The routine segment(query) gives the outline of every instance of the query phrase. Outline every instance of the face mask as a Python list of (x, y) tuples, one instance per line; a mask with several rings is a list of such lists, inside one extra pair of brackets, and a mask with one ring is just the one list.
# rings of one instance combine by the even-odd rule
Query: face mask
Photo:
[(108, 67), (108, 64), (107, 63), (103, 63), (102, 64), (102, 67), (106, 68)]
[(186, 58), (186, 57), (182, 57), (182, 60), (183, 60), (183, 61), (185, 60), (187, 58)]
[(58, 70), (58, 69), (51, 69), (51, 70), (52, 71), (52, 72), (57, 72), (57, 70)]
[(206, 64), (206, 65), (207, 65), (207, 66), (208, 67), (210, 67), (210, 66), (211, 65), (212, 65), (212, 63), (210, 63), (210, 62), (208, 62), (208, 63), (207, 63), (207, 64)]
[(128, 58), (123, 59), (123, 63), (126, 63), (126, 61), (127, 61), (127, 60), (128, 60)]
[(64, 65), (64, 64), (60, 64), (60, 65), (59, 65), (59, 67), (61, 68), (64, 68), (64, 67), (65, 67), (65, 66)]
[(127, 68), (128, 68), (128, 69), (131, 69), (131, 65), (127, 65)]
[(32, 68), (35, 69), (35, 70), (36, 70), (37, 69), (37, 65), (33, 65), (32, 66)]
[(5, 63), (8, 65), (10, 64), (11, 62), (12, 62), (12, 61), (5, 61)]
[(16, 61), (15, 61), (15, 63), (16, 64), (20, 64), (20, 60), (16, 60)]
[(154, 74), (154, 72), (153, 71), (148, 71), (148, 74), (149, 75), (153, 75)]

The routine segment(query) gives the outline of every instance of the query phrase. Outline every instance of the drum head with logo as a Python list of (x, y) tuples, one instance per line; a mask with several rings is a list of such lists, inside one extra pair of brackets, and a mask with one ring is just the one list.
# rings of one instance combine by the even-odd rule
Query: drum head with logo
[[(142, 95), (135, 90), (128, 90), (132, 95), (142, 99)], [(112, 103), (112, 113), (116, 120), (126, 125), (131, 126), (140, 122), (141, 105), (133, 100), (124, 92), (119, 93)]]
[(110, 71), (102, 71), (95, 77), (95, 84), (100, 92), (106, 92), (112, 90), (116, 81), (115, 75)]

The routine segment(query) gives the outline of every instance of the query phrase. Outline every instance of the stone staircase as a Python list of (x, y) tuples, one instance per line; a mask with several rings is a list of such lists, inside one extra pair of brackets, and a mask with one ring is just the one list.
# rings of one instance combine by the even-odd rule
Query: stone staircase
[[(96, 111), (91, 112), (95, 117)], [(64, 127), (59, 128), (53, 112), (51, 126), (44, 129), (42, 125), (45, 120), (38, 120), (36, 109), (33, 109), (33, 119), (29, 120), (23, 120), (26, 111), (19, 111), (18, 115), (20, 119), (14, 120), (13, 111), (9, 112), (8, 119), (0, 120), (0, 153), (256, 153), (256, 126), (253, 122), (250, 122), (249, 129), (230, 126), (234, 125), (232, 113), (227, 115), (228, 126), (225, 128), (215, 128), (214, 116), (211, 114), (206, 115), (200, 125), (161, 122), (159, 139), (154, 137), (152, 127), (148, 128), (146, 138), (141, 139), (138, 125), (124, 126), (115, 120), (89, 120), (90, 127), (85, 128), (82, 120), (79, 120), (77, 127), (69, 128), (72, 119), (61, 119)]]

• **Problem details**:
Repeat every line of the records above exactly.

• **Exercise answer**:
The routine segment(query) gives the outline of every instance of the query phrase. Outline every instance of the face mask as a Python list of (x, y) tuples, one instance per line; a mask with several rings is a list of such lists, inside one extra pair of brackets, and a mask with one ring is just the one list.
# rings of one instance combine by the even-odd rule
Query: face mask
Photo:
[(108, 67), (108, 64), (107, 63), (103, 63), (102, 64), (102, 67), (106, 68)]
[(186, 58), (186, 57), (182, 57), (182, 60), (183, 60), (183, 61), (185, 60), (187, 58)]
[(58, 70), (58, 69), (51, 69), (51, 70), (52, 71), (52, 72), (57, 72), (57, 70)]
[(206, 64), (206, 65), (207, 65), (207, 66), (208, 67), (210, 67), (210, 66), (211, 65), (212, 65), (212, 63), (210, 63), (210, 62), (208, 62), (208, 63), (207, 63), (207, 64)]
[(128, 58), (123, 59), (123, 63), (126, 63), (126, 61), (127, 61), (127, 60), (128, 60)]
[(64, 65), (64, 64), (60, 64), (60, 65), (59, 65), (59, 67), (61, 68), (64, 68), (64, 67), (65, 67), (65, 66)]
[(127, 68), (128, 68), (128, 69), (131, 69), (131, 65), (127, 65)]
[(32, 68), (35, 69), (35, 70), (36, 70), (37, 69), (37, 65), (33, 65), (32, 66)]
[(5, 63), (8, 65), (10, 64), (11, 62), (12, 62), (12, 61), (5, 61)]
[(16, 61), (15, 61), (15, 63), (16, 64), (20, 64), (20, 60), (16, 60)]
[(154, 74), (154, 72), (153, 71), (148, 71), (148, 74), (149, 75), (153, 75)]

The routine segment(query) gives the outline of every instance of the query phrase. Outline every instance of the drum head with logo as a Python list of (x, y) tuples, one instance per line; a mask with several rings is a list of such lists, inside one extra pair of brackets, and a mask with one ring is just the one list.
# rings of one instance combine by the even-odd rule
Query: drum head with logo
[[(142, 95), (135, 90), (128, 90), (132, 95), (142, 99)], [(112, 103), (112, 113), (116, 120), (126, 125), (131, 126), (140, 122), (141, 105), (133, 100), (124, 92), (119, 93)]]
[(110, 71), (102, 71), (95, 77), (95, 84), (100, 92), (106, 92), (112, 90), (116, 81), (115, 75)]

The routine segment(query) gives the outline of every instance of the query phrase. Outline every instance of the stone staircase as a Python list of (x, y) tuples, one instance per line; a mask with several rings is a list of such lists, inside one extra pair of brackets, and a mask with one ring is just the one list.
# rings of one instance combine by the even-odd rule
Query: stone staircase
[[(96, 111), (91, 112), (95, 117)], [(64, 127), (59, 128), (53, 112), (51, 126), (44, 129), (42, 125), (45, 120), (38, 120), (36, 109), (33, 109), (33, 119), (29, 120), (23, 120), (26, 111), (19, 111), (18, 115), (20, 119), (14, 120), (13, 111), (9, 112), (8, 119), (0, 120), (0, 153), (256, 153), (256, 126), (253, 122), (250, 122), (249, 129), (230, 126), (234, 125), (232, 113), (227, 115), (228, 126), (225, 128), (215, 128), (214, 116), (211, 114), (206, 115), (200, 125), (161, 122), (159, 139), (154, 137), (152, 127), (148, 128), (146, 138), (141, 139), (138, 125), (124, 126), (115, 120), (89, 120), (90, 127), (85, 128), (82, 120), (79, 120), (77, 127), (69, 128), (72, 119), (61, 119)]]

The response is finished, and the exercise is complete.